■ EXERCISES:
**a)** Answer these questions about the Wolfram interview excerpt below, one line each:
(i) Who conducted the interview, and in which publication did it appear?
(ii) What example does Wolfram give of a process whose behavior is quite simple?
(iii) What topic does The European ask to talk a little more about?
**b)** Please carry the Wolfram interview excerpt below further, picking up after its final sentence.

** Opening EXCERPT TO READ block **

In an interview with Martin Eiermann (“”I Like to Build Alien Artifacts”,” The European, July 2, 2012), Stephen Wolfram offers some interesting, maybe dubious, comments on cells and computational irreducibility:
Wolfram: A couple of points. There is a phenomenon which I call computational irreducibility. When you have a process where the behavior is quite simple – like a planet orbiting around a star – we are smart enough to use math to figure out what will happen in the future without having to wait for the planet to move around. We can compute the outcome by plugging the right numbers into a formula. But many systems are irreducible after a number of steps – you really have to simulate each step to see what will happen. We need a lot of computational effort for that. But it’s a fallacy to believe that our current technology is the only possible computational technology. The fact is, we can make computers from a lot of materials, not just transistors. The reason that’s exciting is because it opens up the possibility of making a computer out of molecules. It hasn’t been done yet, and there’s a lot of ambient technology that is required to make a molecular computer possible. But it reminds us that we must not shrink transistors – we can use much simpler components.
The European: Maybe it is helpful to talk a little bit more about what you call “computation in nature.” Our common sense tells us that there’s a big difference between animate and inanimate life, or between human technology and natural organisms.

** Closing EXCERPT TO READ block **
** Opening PROVIDED DATA block **

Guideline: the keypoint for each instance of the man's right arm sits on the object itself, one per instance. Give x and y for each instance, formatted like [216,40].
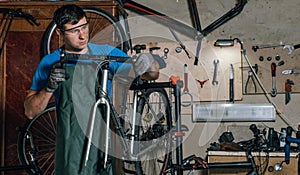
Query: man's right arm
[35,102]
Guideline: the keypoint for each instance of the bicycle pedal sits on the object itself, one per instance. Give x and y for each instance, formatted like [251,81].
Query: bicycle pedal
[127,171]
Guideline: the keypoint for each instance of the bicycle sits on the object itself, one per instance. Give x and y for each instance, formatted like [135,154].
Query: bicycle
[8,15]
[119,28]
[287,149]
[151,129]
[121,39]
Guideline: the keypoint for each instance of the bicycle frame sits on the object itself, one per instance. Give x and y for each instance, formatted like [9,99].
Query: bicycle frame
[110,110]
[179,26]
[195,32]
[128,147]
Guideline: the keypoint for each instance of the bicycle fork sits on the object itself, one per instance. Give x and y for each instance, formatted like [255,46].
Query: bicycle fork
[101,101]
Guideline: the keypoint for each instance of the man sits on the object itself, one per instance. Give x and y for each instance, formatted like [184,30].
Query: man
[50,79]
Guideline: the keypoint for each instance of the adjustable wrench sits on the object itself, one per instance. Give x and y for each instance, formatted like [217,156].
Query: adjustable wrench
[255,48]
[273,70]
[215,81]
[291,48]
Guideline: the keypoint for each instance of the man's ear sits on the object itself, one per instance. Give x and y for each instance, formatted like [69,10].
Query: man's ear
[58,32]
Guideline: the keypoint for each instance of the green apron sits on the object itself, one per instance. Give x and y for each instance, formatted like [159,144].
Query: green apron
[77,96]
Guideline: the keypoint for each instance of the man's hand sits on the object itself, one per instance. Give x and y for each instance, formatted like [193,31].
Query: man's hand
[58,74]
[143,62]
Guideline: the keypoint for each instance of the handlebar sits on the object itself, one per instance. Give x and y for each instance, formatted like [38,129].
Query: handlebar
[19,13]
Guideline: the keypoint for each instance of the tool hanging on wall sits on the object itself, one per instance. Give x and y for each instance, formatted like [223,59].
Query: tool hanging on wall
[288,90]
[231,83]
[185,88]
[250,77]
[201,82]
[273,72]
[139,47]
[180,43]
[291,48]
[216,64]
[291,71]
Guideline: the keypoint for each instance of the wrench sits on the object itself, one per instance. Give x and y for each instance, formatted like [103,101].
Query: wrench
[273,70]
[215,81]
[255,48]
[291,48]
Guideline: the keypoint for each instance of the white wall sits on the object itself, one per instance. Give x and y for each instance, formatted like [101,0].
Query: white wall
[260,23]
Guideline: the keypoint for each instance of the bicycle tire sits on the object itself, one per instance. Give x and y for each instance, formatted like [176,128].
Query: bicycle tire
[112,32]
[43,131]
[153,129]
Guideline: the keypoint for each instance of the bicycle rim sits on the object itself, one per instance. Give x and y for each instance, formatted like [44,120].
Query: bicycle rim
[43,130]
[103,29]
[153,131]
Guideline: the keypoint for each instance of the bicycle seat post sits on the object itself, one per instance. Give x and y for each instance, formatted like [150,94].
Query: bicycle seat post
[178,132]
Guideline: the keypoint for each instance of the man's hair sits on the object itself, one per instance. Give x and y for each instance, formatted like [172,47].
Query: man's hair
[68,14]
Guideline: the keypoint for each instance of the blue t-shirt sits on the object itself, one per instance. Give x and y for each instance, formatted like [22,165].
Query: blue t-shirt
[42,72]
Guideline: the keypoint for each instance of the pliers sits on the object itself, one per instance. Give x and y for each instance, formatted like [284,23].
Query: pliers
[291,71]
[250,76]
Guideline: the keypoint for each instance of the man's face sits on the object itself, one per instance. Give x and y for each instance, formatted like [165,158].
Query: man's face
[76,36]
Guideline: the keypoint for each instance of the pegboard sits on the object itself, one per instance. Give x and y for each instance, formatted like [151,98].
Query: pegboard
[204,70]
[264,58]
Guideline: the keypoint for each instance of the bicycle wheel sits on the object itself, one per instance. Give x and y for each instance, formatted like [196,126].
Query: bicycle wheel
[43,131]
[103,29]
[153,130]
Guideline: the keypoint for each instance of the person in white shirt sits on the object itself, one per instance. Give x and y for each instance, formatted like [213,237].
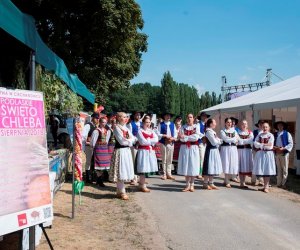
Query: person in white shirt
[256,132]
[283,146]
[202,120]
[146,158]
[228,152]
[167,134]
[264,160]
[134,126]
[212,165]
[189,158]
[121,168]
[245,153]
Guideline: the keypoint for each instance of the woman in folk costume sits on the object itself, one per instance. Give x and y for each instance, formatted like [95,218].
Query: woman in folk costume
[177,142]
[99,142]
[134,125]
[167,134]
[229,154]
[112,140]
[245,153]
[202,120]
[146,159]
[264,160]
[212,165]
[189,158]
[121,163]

** Closing PROVIDED DATA block **

■ ANSWERS PER TASK:
**a)**
(i) Martin Eiermann, in The European.
(ii) A planet orbiting around a star.
(iii) What Wolfram calls "computation in nature."

**b)**
Wolfram: Computation describes a system that starts somewhere, goes crunch-crunch-crunch, and produces a result. The question is whether all computations are like those that we program into computers with our current software engineering. The answer is no. But when you start enumerating programs at random, a lot of them look remarkably like the kinds of processes we see in nature. Today, we are using active algorithm discovery in our research, where we mine the computational universe for programs that might be useful for doing computer processing; and it’s becoming much more obvious that naturally occurring computations are not unlike the processes inside a computer: We start at one state, and end at another state.
The European:This equation of nature and technology raises a few very hard questions about the definition of life, about free will, and about intelligence. What are the mathematician’s answers to those questions? …
[interesting claims about free will follow]
Wolfram: Computational irreducibility is a key feature of life: We cannot grasp life through a formula, but must really simulate and observe it to see what happens. That’s how we as humans end up freeing ourselves from the deterministic rules. I tend to think that the concept of computational irreducibility is probably the answer to the philosophical debates of the past two thousand years about the relationship between free will and determinism. Philosophy is always at a certain distance to human behavior, so a lot of questions really get answered by science.